Stated task =
Can you render every line of the data below as a JSON list of strings, one string per line, with blank lines left out?

Given records =
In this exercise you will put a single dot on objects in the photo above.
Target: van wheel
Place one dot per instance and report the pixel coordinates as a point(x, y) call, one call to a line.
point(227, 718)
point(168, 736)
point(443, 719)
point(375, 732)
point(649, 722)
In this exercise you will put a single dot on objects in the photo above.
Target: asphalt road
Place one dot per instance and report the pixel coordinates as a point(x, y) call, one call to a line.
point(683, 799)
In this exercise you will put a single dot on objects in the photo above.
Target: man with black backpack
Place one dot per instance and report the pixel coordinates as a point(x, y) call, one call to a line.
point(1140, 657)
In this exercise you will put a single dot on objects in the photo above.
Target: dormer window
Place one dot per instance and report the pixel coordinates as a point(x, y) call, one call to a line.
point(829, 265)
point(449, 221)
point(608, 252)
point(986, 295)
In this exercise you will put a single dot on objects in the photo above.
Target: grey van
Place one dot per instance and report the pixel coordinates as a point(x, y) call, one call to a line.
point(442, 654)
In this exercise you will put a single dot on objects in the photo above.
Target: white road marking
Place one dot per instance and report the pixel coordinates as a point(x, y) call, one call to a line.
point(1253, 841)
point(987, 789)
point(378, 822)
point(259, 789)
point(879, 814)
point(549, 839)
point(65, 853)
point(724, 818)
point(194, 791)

Full output =
[
  "In this exercise you will put a single dot on objects in the photo above.",
  "Target: van wheel",
  "Place one dot per instance and report the pixel coordinates as a point(x, y) call, one call to a line.",
  "point(227, 718)",
  "point(168, 736)",
  "point(443, 719)",
  "point(375, 732)",
  "point(649, 722)",
  "In this exercise you will put a single dot on objects in the photo above.",
  "Target: asphalt road",
  "Place one dot per instance and report the pixel coordinates as a point(x, y) call, one call to a line.",
  "point(683, 799)",
  "In this exercise you will put a single dot on objects in the photo above.",
  "Target: man with black backpack",
  "Place one dot per instance and report the pixel coordinates as a point(x, y) call, one call to a line.",
  "point(1140, 657)",
  "In this exercise you will put a single dot on objects in the photo above.",
  "Target: dormer window",
  "Place one dot per instance and report the pixel coordinates as a point(x, y) call, one call to a line.",
  "point(829, 265)",
  "point(449, 221)",
  "point(608, 252)",
  "point(986, 295)",
  "In this exercise you will put a single dot on objects in the photo above.",
  "Target: grey van",
  "Place one dot per instance and report the pixel coordinates as a point(x, y) call, one call to a line.",
  "point(442, 654)",
  "In this exercise you will put a single dot on objects in the photo above.",
  "Target: white road marking",
  "Place one dot per instance and report the pixel coordinates as a point(x, y) call, one call to a line.",
  "point(1253, 841)",
  "point(987, 789)",
  "point(378, 822)",
  "point(259, 789)",
  "point(879, 814)",
  "point(549, 839)",
  "point(65, 853)",
  "point(724, 818)",
  "point(194, 791)"
]